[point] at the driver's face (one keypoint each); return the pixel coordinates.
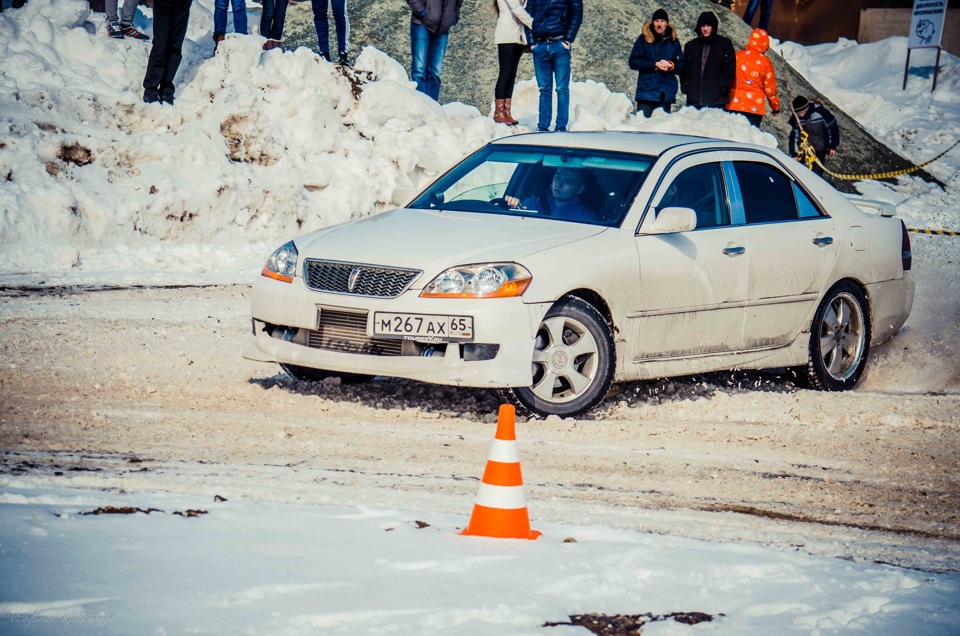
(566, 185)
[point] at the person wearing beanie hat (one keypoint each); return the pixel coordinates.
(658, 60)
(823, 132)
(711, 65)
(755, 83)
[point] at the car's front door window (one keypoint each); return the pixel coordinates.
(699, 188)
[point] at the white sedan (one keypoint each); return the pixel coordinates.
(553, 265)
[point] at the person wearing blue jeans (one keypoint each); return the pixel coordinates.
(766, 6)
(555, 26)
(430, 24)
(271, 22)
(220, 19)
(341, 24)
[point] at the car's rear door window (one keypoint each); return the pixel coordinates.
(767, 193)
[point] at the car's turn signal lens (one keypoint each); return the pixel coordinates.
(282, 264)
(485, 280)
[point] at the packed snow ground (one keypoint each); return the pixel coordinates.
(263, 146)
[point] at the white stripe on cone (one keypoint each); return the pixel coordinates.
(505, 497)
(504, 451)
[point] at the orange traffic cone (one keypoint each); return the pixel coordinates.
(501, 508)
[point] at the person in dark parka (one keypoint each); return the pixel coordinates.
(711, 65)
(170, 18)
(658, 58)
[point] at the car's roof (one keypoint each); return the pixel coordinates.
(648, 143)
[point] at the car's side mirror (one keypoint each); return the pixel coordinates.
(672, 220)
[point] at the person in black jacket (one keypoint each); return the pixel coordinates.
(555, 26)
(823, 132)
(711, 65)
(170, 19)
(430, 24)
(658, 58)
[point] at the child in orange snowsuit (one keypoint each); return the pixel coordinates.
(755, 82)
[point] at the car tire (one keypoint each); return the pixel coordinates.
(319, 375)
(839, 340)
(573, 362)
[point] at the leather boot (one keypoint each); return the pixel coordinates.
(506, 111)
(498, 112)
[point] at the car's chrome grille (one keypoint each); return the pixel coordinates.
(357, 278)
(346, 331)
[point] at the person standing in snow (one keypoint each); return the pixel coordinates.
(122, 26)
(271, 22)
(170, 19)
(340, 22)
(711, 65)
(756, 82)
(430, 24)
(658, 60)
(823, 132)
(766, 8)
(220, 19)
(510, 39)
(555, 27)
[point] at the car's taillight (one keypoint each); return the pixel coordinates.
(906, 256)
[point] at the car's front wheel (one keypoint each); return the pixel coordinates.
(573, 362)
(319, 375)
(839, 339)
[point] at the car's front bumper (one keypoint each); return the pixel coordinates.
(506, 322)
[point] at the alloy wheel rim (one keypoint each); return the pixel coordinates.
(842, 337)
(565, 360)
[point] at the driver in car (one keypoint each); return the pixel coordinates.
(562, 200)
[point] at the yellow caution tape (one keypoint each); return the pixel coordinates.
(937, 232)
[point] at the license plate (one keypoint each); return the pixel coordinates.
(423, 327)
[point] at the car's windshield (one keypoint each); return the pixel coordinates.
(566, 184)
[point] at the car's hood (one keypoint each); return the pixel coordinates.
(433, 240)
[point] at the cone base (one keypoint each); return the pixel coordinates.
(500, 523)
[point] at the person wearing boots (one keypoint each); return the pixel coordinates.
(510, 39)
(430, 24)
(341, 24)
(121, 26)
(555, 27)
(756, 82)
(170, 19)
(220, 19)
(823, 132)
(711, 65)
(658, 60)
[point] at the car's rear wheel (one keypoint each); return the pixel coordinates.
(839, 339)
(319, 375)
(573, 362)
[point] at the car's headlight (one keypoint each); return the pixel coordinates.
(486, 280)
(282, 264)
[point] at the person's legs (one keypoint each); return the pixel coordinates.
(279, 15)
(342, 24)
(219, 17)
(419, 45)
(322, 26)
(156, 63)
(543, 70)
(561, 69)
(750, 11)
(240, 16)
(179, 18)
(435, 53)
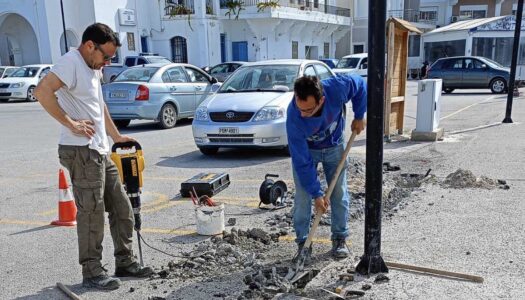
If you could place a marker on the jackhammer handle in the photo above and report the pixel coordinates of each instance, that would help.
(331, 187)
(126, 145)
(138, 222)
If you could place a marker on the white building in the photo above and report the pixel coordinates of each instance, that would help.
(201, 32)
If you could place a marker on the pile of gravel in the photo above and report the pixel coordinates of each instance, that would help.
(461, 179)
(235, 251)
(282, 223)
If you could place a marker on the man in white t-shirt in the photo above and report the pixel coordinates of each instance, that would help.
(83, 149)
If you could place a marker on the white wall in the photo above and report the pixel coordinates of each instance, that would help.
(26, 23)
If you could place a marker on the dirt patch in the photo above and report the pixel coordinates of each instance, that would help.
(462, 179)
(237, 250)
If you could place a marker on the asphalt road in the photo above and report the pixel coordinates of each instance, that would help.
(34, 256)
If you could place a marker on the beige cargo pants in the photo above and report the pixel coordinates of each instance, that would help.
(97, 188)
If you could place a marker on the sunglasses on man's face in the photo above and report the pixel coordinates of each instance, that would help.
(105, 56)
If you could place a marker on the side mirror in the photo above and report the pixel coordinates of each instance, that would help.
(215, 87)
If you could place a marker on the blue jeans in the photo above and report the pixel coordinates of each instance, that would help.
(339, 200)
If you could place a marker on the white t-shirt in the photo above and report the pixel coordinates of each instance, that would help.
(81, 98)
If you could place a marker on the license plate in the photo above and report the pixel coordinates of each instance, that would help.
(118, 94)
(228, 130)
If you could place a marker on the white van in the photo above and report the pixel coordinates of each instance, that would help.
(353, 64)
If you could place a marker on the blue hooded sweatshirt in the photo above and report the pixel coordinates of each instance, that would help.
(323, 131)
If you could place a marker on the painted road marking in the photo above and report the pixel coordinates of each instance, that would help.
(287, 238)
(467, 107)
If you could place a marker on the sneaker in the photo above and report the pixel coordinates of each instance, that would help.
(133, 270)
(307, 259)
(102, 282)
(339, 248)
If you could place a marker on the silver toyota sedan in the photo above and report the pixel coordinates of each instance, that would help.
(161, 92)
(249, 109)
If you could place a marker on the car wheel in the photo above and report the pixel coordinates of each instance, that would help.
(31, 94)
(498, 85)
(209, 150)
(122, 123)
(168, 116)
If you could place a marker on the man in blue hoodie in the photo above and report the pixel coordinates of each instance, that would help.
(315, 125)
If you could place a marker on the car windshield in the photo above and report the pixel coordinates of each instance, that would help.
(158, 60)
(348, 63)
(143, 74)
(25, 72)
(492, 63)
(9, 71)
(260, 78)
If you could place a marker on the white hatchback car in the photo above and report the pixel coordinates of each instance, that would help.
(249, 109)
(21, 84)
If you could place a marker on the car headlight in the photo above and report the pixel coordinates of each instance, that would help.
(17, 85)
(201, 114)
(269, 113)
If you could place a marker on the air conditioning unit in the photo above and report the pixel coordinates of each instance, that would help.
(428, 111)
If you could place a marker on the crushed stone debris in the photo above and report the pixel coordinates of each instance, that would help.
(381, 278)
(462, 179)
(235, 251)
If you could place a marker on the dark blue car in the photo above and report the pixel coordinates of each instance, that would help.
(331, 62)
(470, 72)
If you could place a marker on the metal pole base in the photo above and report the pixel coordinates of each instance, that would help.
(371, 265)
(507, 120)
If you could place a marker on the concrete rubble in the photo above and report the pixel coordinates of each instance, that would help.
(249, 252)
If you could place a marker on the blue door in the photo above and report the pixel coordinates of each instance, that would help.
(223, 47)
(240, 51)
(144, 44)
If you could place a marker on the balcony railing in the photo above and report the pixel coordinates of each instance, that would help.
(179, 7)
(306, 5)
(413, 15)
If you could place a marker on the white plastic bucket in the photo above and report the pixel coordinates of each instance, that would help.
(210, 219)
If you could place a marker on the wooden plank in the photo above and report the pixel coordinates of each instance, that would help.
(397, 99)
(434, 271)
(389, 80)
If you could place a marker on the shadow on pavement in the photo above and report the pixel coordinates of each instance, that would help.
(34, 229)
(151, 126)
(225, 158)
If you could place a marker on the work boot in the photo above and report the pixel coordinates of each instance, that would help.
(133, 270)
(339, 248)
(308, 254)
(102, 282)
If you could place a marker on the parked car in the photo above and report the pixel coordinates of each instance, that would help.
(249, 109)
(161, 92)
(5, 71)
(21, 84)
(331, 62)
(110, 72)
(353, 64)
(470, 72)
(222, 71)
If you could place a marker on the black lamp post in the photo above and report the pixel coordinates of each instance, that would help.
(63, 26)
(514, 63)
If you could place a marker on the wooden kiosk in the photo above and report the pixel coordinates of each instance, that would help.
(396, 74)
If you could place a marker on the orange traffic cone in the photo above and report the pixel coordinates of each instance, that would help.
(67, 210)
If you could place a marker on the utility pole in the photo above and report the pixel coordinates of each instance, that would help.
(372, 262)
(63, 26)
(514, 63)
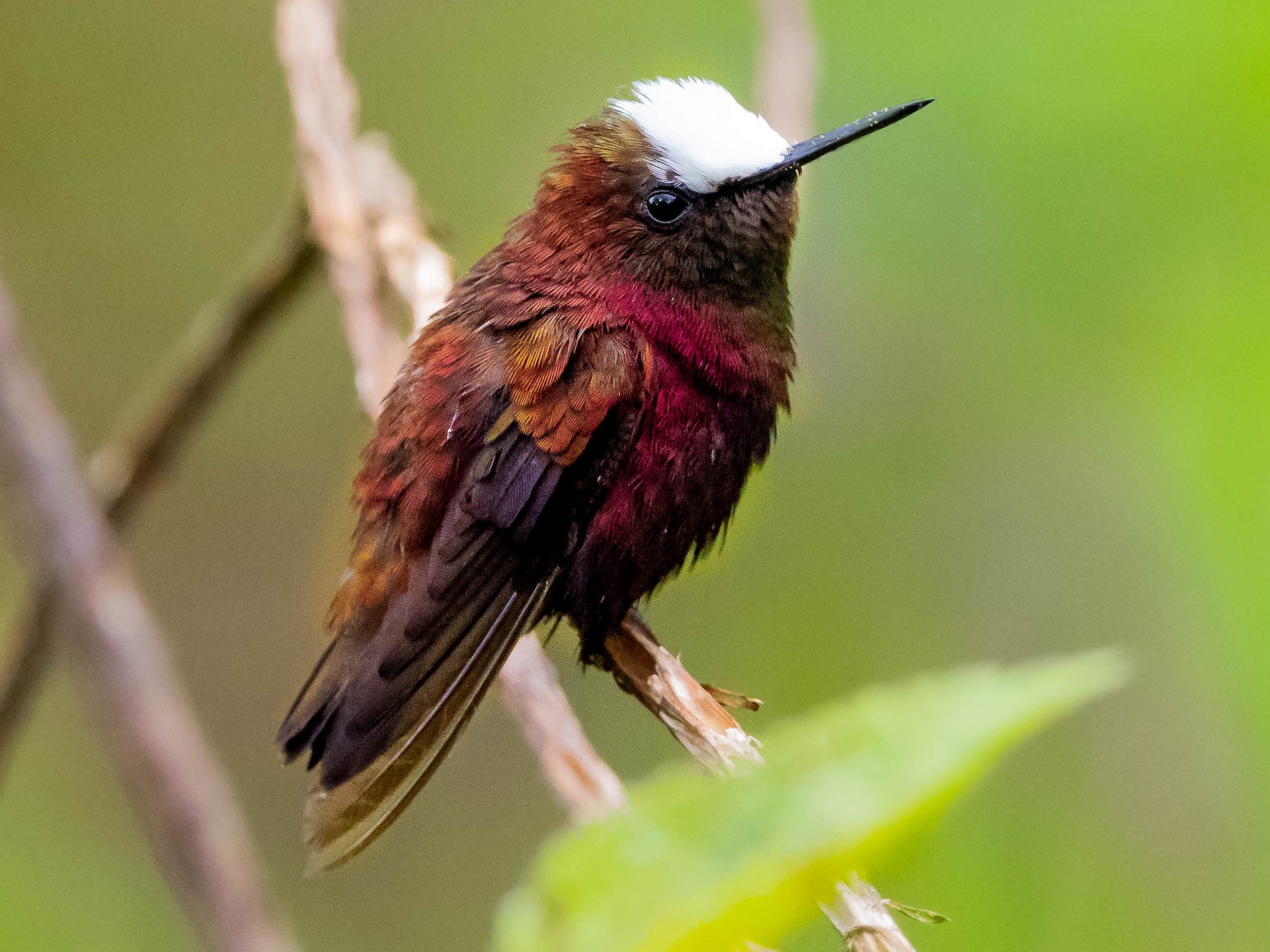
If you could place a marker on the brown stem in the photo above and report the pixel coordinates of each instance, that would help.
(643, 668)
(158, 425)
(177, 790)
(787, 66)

[Required action]
Leave the pictures out. Transcribe exactly the lines from the one with "If you could place a marker on the utility" through the end of the records.

[Written response]
If you could place a marker on the utility pole in the photo above and report the pixel coordinates of each instance, that would help.
(372, 262)
(63, 26)
(514, 63)
If you could place a marker on the brown stem in the photo above and report the pixel coordinates of each instance, that would help.
(643, 668)
(158, 425)
(177, 790)
(787, 66)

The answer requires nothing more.